Location labeling rows
>>>>>
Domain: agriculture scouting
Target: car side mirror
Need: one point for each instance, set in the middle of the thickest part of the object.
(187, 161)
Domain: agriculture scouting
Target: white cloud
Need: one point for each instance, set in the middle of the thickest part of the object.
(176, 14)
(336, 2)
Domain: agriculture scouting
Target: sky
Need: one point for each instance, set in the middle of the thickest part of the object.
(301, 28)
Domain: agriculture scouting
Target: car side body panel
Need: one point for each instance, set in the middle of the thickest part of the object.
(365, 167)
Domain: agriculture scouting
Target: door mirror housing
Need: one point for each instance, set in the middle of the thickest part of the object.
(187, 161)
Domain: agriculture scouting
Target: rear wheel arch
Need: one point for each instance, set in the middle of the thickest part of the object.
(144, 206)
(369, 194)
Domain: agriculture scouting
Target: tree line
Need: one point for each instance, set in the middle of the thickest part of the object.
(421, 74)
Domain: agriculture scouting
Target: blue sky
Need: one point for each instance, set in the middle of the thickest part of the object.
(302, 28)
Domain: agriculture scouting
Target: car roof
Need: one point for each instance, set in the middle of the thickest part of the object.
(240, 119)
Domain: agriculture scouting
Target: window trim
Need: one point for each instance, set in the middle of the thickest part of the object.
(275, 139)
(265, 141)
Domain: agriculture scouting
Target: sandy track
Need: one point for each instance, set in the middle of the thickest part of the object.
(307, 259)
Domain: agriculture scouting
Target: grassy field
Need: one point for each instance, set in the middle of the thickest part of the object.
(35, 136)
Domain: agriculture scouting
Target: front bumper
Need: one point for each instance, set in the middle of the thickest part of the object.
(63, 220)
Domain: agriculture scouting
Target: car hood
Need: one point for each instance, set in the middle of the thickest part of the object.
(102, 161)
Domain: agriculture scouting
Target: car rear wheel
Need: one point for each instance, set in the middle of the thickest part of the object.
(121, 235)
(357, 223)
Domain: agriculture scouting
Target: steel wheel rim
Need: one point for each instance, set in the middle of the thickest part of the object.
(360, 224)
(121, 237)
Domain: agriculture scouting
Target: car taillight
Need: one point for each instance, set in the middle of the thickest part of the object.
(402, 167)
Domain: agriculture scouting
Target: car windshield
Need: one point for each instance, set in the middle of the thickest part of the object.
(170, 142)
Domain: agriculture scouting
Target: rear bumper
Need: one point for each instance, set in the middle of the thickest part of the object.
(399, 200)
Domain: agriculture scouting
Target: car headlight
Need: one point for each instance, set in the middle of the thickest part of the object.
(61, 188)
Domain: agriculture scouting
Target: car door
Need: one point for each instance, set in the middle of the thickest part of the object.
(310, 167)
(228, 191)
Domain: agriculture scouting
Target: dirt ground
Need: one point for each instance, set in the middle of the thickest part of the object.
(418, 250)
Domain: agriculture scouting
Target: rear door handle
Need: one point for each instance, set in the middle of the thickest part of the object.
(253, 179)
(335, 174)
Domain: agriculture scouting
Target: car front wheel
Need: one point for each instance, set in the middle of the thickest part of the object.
<<<<<
• What you will do:
Please return every line in the rows above that contains the string "mirror", treating uppercase and lowercase as different.

• Output for this exercise:
Target: car side mirror
Target: door mirror housing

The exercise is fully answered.